抜粋本文:
◆ ◆ ◆ ◆ ◆

歯周病
歯周病を予防しよう
歯周病とは、歯を支える周りの歯槽骨が減り、歯が最終的には脱落する病です。歯槽骨が減るのは歯の周りに炎症があるためです。
歯周病を予防するには、一番はもちろんブラッシングですが、食生活も見直す必要があり、食生活を踏まえて日常生活での生活習慣全般を見直せば、全身的な健康にもつながります。歯周病の原因は歯の汚れである歯垢(プラーク)です。ネバネバしたタンパク質の膜で覆われています。歯垢のネバネバした性質が歯垢除去を不完全にしています。
歯肉炎(歯肉ポケット2~6mm)
歯肉にプラークがたまり、歯肉ポケットになります。場所によっては歯石も少し付きます。まだ、歯槽骨(歯根膜)は破壊されていません。
軽度歯周炎(歯周ポケット3~5mm)
歯肉の腫れが強くなり、歯周ポケットを形成します。ポケット内部にはプラークや歯石がたまります。歯槽骨(歯根膜)も破壊され始めます。

◆ ◆ ◆ ◆ ◆

提供された項目:
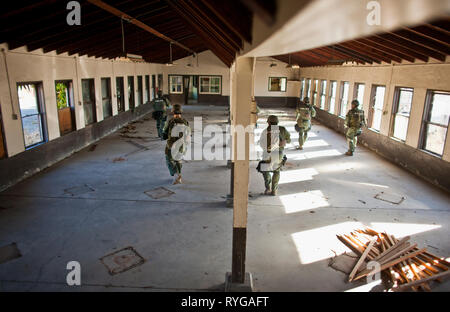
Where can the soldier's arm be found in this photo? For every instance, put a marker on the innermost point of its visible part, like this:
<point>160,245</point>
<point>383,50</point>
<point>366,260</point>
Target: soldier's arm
<point>166,130</point>
<point>287,135</point>
<point>347,120</point>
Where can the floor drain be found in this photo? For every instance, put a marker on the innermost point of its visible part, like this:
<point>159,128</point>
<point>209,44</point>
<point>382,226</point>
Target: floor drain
<point>79,190</point>
<point>160,192</point>
<point>390,198</point>
<point>9,252</point>
<point>122,260</point>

◆ ◆ ◆ ◆ ◆

課題 1: 歯周病の文章のうち、「歯周病を予防するには、一番は」を含む語句で始まり「軽度歯周炎(歯周ポケット3~5mm)」で終わる部分を、一字一句変えずに書き写しなさい。
課題 2: 歯周病の文章の最後の一文に続けて、その先を書き進めなさい。
上記の項目は、ここでは一切用いない。

模範解答 1:
歯周病を予防するには、一番はもちろんブラッシングですが、食生活も見直す必要があり、食生活を踏まえて日常生活での生活習慣全般を見直せば、全身的な健康にもつながります。歯周病の原因は歯の汚れである歯垢(プラーク)です。ネバネバしたタンパク質の膜で覆われています。歯垢のネバネバした性質が歯垢除去を不完全にしています。
歯肉炎(歯肉ポケット2~6mm)
歯肉にプラークがたまり、歯肉ポケットになります。場所によっては歯石も少し付きます。まだ、歯槽骨(歯根膜)は破壊されていません。
軽度歯周炎(歯周ポケット3~5mm)

模範解答 2:
中等度歯周炎(歯周ポケット4~7mm)
炎症はさらに広がって歯槽骨の破壊も根の長さの半分くらいまで進み、歯がぐらぐらし始めます。歯肉が少し下がってきます。
重度歯周炎(歯周ポケット6mm)
歯槽骨は半分以上破壊され、歯はぐらぐらです。
危険要因(リスクファクター)
歯周病はプラークの中の細菌が原因であることが知られています。しかし近年では、疾患を進行させる原因としては、他にも多くの要素が関わっていると言われるようになっており、それらをリスクファクターと呼びます。リスクファクターは下記のようなことが原因で挙げられています。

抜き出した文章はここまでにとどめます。